**Goal of the exercise:** For this exercise, please find the lines in the entries that include the word "accent" and copy them.

**Given entries:**
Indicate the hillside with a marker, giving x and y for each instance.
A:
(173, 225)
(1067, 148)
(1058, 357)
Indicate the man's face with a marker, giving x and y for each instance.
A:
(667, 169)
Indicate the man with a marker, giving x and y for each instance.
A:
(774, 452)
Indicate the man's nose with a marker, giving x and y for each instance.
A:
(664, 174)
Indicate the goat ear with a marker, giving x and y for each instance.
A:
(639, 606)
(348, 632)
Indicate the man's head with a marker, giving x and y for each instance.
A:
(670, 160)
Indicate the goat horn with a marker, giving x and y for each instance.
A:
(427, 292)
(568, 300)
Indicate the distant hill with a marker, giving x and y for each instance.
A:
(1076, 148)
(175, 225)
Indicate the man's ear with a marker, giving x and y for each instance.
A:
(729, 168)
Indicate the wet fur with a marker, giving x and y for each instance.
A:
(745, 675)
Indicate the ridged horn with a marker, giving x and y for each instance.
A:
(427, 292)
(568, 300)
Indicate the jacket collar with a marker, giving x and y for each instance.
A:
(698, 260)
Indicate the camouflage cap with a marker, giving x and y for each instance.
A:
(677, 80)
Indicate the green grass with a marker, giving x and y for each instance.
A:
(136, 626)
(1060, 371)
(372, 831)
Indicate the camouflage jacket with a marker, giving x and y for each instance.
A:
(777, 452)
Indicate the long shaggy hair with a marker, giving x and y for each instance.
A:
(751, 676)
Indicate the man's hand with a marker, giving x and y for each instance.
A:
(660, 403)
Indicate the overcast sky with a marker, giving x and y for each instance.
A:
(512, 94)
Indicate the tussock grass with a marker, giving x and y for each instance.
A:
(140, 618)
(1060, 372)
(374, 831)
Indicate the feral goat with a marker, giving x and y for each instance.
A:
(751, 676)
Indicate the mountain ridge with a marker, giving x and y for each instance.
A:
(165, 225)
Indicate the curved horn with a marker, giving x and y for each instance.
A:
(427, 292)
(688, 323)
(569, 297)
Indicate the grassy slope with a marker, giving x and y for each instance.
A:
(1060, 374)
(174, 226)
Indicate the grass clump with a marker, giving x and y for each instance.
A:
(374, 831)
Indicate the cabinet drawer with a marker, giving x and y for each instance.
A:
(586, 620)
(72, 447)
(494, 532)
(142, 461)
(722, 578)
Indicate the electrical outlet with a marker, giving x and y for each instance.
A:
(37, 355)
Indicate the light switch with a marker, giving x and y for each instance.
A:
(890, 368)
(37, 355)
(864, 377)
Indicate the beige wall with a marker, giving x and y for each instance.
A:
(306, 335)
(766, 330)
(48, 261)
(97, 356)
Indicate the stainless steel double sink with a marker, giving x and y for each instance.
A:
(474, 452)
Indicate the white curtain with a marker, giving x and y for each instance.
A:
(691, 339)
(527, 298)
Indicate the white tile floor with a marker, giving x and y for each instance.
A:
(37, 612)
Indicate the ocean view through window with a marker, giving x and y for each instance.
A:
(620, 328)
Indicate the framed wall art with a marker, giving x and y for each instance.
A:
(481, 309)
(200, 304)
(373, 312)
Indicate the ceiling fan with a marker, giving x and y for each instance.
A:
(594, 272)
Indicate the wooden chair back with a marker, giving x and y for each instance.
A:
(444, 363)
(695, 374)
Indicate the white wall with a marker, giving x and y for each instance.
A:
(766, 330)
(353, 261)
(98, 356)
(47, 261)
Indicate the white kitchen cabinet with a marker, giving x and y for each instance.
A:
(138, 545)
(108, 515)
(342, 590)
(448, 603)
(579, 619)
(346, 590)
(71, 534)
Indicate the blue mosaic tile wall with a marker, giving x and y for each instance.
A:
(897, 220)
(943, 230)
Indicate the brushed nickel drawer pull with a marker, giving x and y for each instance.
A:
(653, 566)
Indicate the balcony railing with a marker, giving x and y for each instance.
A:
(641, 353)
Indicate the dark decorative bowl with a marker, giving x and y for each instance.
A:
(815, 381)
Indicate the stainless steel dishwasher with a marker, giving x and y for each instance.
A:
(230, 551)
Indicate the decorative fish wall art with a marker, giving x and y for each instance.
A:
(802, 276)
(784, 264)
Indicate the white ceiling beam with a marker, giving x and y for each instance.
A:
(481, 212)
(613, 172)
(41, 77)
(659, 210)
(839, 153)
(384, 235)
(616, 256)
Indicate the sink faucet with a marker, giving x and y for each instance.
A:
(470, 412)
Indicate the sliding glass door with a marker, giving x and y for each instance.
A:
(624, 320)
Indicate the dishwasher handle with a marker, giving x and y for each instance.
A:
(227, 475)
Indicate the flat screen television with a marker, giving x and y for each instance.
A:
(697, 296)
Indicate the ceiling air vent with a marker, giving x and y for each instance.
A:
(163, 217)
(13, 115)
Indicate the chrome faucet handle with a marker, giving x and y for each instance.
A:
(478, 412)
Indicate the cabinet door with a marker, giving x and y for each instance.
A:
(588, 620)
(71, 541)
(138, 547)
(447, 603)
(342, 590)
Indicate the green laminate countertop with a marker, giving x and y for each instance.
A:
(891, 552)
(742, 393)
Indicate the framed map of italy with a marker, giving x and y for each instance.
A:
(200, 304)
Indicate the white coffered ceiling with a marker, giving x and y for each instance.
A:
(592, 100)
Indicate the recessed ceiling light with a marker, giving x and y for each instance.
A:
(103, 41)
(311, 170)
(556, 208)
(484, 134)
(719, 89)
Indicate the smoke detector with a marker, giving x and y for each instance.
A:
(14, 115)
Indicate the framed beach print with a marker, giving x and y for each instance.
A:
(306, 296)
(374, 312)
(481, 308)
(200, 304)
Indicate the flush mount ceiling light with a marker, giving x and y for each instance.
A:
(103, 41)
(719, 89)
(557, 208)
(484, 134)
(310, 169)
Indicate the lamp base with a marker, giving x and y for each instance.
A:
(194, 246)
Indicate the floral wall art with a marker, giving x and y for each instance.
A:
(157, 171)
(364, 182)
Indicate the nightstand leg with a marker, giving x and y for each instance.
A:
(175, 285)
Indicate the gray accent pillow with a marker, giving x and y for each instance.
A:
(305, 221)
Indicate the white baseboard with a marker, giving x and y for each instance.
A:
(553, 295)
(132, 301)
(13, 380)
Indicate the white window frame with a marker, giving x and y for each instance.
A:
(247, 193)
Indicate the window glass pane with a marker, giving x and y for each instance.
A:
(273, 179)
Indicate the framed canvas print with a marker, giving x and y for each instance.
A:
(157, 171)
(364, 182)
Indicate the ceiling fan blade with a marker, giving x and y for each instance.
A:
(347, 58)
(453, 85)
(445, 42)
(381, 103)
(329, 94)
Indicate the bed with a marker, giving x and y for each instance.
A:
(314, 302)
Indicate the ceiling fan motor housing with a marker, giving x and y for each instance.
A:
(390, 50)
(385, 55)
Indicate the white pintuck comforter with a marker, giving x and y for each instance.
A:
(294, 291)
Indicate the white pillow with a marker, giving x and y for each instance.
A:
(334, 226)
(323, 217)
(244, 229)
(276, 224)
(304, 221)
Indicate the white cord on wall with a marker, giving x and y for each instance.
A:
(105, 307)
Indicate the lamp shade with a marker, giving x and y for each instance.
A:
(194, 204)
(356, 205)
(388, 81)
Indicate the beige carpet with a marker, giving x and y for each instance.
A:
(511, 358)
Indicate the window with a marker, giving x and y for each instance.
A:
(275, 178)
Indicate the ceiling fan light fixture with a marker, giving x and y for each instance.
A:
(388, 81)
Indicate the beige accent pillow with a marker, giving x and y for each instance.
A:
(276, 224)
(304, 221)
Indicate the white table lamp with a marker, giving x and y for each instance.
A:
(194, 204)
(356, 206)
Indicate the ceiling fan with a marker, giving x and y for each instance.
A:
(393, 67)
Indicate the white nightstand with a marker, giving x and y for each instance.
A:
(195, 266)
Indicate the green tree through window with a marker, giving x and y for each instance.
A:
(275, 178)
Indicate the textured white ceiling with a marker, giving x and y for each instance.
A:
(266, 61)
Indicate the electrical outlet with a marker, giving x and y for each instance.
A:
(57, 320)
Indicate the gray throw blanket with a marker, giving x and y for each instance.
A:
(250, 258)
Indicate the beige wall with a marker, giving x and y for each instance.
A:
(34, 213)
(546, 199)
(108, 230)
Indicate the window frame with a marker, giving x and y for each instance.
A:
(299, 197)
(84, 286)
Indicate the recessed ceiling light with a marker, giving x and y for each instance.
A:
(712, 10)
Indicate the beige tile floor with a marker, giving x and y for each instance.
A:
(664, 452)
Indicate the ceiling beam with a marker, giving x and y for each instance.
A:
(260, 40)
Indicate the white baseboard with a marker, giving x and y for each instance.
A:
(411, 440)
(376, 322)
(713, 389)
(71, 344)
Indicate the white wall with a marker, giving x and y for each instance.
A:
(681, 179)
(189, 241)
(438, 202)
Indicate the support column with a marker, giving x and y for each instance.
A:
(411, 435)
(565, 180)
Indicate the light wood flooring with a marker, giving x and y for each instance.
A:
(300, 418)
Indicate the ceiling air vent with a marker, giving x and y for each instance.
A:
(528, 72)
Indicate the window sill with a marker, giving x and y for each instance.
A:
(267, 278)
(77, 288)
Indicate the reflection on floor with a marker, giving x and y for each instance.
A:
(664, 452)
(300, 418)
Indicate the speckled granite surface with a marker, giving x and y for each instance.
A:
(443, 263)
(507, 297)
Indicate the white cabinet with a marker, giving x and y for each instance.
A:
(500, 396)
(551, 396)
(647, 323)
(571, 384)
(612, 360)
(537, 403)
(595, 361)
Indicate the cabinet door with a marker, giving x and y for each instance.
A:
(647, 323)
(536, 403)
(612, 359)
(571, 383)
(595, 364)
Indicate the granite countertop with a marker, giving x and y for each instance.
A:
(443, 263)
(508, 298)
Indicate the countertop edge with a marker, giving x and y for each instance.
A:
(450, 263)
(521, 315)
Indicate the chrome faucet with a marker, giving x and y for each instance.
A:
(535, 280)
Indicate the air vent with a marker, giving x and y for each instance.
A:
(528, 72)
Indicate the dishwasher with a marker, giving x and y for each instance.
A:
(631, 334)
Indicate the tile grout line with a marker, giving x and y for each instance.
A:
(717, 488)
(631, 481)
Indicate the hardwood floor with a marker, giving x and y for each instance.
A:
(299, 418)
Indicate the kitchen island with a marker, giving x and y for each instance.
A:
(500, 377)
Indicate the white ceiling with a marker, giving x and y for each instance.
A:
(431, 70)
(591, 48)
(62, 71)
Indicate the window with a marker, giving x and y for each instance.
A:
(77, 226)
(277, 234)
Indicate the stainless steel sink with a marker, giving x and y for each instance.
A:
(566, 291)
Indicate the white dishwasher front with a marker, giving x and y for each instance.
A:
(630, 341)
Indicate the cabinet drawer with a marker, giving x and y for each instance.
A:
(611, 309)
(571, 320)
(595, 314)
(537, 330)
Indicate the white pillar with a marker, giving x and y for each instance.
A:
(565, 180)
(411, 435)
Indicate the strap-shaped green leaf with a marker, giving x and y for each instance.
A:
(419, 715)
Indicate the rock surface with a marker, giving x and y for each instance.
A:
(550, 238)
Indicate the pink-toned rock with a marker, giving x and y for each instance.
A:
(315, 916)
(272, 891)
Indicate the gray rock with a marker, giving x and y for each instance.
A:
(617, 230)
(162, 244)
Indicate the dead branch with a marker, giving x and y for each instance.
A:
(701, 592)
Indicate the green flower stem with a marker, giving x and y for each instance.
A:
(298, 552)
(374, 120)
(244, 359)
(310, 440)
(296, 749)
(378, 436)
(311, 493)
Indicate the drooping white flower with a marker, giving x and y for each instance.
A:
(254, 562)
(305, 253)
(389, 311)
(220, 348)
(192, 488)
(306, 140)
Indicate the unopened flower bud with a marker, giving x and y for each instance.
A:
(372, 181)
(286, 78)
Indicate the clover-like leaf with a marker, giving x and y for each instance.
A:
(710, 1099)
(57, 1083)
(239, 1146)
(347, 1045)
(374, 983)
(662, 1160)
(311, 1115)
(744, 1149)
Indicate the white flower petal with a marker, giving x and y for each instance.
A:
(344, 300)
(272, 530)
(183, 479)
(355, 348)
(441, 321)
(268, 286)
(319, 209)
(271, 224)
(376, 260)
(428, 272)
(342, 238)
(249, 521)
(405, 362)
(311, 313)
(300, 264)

**Result below:**
Indicate the gray accent pillow with a marker, giving x and y for each instance.
Indicate the beige accent pillow with a marker, giving x and y for each instance.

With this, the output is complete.